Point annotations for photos
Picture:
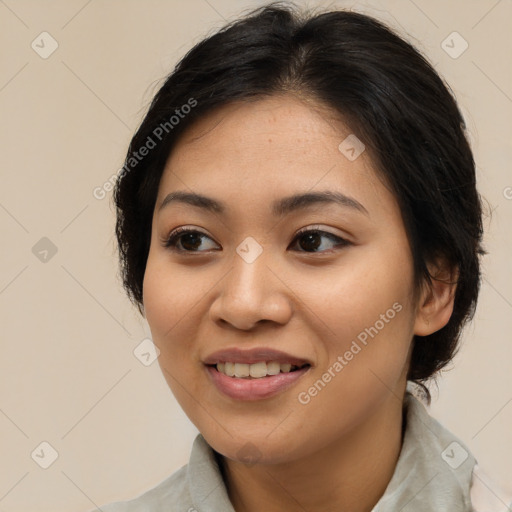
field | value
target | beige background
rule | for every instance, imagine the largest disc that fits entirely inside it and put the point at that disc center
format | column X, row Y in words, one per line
column 68, row 373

### Problem statement:
Edit the items so that "beige" reads "tan" and every other line stays as it is. Rewrite all of the items with that change, leaving the pictures out.

### Full answer:
Picture:
field | value
target | tan background
rule | for every instance, imagine the largest disc that fits entirely inside it and put the point at that disc center
format | column X, row Y in words, one per line
column 68, row 373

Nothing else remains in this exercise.